Brief
From the entries below, pick out each line that contains the word "headset" and copy those lines.

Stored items
— START —
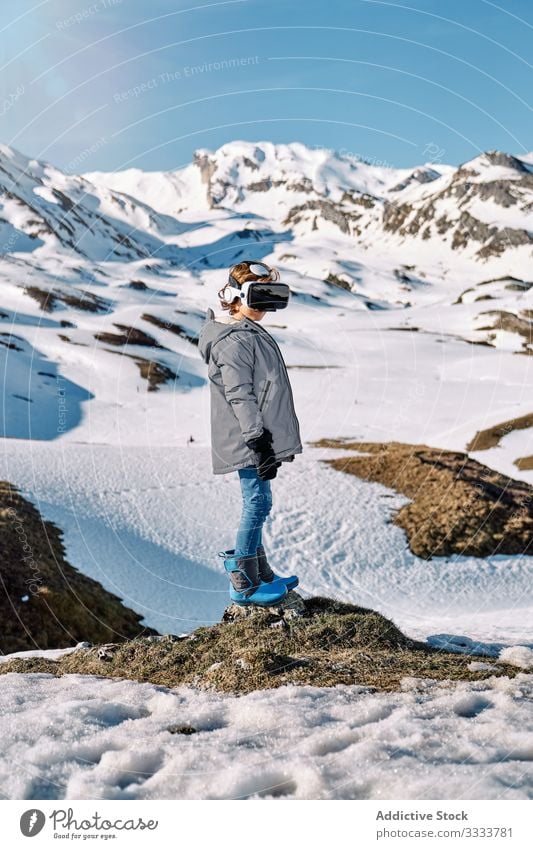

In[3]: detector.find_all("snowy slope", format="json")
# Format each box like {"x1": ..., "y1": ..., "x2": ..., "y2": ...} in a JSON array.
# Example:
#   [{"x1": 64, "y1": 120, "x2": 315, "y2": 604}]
[{"x1": 0, "y1": 142, "x2": 533, "y2": 464}]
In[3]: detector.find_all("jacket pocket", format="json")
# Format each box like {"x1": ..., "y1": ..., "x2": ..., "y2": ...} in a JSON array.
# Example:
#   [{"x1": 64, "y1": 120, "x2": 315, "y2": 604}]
[{"x1": 259, "y1": 380, "x2": 272, "y2": 410}]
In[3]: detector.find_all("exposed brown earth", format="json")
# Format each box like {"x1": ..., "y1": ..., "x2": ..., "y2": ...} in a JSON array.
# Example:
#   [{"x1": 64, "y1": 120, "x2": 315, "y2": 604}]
[
  {"x1": 466, "y1": 413, "x2": 533, "y2": 451},
  {"x1": 313, "y1": 439, "x2": 533, "y2": 559}
]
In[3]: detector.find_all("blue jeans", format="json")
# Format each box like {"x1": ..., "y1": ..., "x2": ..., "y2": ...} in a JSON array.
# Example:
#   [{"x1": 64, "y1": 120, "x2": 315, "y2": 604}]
[{"x1": 235, "y1": 466, "x2": 272, "y2": 557}]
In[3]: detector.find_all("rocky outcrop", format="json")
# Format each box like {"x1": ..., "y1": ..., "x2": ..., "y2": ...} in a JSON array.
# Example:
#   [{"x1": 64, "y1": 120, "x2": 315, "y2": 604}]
[{"x1": 0, "y1": 481, "x2": 156, "y2": 654}]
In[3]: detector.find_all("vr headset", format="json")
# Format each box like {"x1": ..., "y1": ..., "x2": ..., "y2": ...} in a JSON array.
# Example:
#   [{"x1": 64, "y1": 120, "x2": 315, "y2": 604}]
[{"x1": 222, "y1": 262, "x2": 291, "y2": 312}]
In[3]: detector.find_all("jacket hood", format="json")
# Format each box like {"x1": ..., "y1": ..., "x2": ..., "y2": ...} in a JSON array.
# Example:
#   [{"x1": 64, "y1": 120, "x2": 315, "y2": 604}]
[{"x1": 198, "y1": 307, "x2": 260, "y2": 363}]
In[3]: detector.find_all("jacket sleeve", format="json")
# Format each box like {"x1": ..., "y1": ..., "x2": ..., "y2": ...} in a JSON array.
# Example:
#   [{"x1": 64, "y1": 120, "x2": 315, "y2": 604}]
[{"x1": 211, "y1": 331, "x2": 263, "y2": 440}]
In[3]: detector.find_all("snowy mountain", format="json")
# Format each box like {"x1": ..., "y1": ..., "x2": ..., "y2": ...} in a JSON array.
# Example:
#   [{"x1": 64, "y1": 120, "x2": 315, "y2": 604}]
[
  {"x1": 0, "y1": 137, "x2": 533, "y2": 448},
  {"x1": 0, "y1": 142, "x2": 533, "y2": 799}
]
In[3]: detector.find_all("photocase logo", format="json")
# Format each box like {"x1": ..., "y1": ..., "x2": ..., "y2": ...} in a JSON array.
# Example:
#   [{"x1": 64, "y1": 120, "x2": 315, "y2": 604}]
[{"x1": 20, "y1": 808, "x2": 46, "y2": 837}]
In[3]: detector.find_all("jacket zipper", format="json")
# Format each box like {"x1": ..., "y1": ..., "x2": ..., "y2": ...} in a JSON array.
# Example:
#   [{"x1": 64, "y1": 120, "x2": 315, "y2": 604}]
[
  {"x1": 259, "y1": 380, "x2": 272, "y2": 411},
  {"x1": 252, "y1": 329, "x2": 302, "y2": 442}
]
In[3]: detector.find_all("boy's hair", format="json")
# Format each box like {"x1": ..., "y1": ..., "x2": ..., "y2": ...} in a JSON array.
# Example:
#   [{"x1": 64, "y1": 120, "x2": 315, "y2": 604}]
[{"x1": 217, "y1": 259, "x2": 274, "y2": 315}]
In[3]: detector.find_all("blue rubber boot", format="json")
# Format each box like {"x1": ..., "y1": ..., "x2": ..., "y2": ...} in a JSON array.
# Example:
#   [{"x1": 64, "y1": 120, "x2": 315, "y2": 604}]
[
  {"x1": 218, "y1": 545, "x2": 299, "y2": 590},
  {"x1": 218, "y1": 549, "x2": 287, "y2": 607},
  {"x1": 257, "y1": 545, "x2": 299, "y2": 590}
]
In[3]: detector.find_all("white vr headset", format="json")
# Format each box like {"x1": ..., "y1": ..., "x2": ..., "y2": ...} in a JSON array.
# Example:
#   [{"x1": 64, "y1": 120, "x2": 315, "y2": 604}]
[{"x1": 222, "y1": 262, "x2": 291, "y2": 312}]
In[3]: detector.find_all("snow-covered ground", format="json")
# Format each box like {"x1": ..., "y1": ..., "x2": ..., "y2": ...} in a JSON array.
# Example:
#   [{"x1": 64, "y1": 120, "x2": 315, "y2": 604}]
[
  {"x1": 0, "y1": 440, "x2": 533, "y2": 645},
  {"x1": 0, "y1": 673, "x2": 533, "y2": 799},
  {"x1": 0, "y1": 137, "x2": 533, "y2": 798}
]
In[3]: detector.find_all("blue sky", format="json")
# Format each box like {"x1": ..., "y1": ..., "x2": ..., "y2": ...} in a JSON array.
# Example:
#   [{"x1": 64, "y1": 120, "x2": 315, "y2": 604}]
[{"x1": 0, "y1": 0, "x2": 533, "y2": 172}]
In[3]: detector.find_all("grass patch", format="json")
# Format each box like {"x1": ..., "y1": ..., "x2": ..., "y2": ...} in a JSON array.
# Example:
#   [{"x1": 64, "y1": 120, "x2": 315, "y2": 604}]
[
  {"x1": 466, "y1": 413, "x2": 533, "y2": 451},
  {"x1": 312, "y1": 439, "x2": 533, "y2": 559}
]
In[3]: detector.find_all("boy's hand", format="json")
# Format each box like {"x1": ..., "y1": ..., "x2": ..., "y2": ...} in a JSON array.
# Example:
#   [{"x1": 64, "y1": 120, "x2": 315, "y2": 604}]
[{"x1": 246, "y1": 428, "x2": 281, "y2": 481}]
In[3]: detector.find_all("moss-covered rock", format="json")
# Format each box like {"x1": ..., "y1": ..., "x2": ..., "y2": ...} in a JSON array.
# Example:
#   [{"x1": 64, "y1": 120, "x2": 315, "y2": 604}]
[{"x1": 0, "y1": 591, "x2": 518, "y2": 693}]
— END —
Solution to the exercise
In[3]: detector.find_all("vr headset", format="json")
In[3]: detector.find_all("white vr headset", format="json")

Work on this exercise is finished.